* What is required: Copy out exactly every line from the line containing "the dirt embankment" until the records below end, inclusive of both boundary lines.

(Referring expression data)
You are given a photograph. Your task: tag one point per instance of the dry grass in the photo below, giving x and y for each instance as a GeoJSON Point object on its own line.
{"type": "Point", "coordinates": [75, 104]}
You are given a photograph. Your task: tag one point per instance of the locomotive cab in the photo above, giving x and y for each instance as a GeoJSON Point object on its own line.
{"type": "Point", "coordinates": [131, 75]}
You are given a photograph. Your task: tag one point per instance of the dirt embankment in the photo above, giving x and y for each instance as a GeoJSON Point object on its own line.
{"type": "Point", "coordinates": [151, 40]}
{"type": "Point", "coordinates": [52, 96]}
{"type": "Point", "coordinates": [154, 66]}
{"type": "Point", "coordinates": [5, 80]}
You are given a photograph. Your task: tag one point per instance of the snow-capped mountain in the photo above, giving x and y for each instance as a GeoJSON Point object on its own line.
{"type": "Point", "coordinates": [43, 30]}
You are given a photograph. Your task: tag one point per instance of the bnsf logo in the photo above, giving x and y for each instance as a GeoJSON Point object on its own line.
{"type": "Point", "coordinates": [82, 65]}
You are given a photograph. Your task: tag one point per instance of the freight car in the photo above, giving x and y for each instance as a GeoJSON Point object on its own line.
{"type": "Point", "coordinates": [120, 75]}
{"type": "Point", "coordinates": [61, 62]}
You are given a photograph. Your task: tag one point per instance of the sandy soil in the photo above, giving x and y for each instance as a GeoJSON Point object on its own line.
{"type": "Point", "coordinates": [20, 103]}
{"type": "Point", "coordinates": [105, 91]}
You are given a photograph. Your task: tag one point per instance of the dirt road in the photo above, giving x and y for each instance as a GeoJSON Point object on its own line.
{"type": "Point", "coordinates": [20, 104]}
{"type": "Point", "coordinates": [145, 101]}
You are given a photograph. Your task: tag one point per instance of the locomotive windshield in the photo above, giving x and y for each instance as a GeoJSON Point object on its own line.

* Response below:
You are given a photograph. Your task: tag one point per instance of the dirt embankment in the photo above, giving x and y for each instance as a GeoJSON Point object on its own line.
{"type": "Point", "coordinates": [151, 40]}
{"type": "Point", "coordinates": [52, 96]}
{"type": "Point", "coordinates": [154, 66]}
{"type": "Point", "coordinates": [5, 80]}
You are given a photograph. Your task: tag one point per instance of the snow-capped mountain in the photo above, giving x and y for each instance as a GeoJSON Point object on its own line.
{"type": "Point", "coordinates": [43, 30]}
You are given a photograph. Your task: tag one point per instance of the bnsf logo in the photo above, giving x and y for each instance as a GeoJSON Point object on its own line.
{"type": "Point", "coordinates": [82, 65]}
You are given a photograph. Your task: tag one point per instance of the freight car in the photo above, giving x and y for each instance as a GeoJSON Point object on its own line.
{"type": "Point", "coordinates": [120, 75]}
{"type": "Point", "coordinates": [61, 62]}
You are given a photograph. Your task: tag one point per instance of the sandy soil in the photo above, giving x and y for each instance as a GeoJSON Point object on its own line.
{"type": "Point", "coordinates": [20, 103]}
{"type": "Point", "coordinates": [105, 91]}
You are given a photograph. Your task: tag one point per instance of the dirt road in the photo above, giving x and y for each instance as a GeoJSON Point object on its own line.
{"type": "Point", "coordinates": [20, 104]}
{"type": "Point", "coordinates": [145, 101]}
You are given a photograph. Your task: tag one point per instance of the locomotive windshield in the photo above, giving x and y for each instance as a GeoJSON Point object on its own line.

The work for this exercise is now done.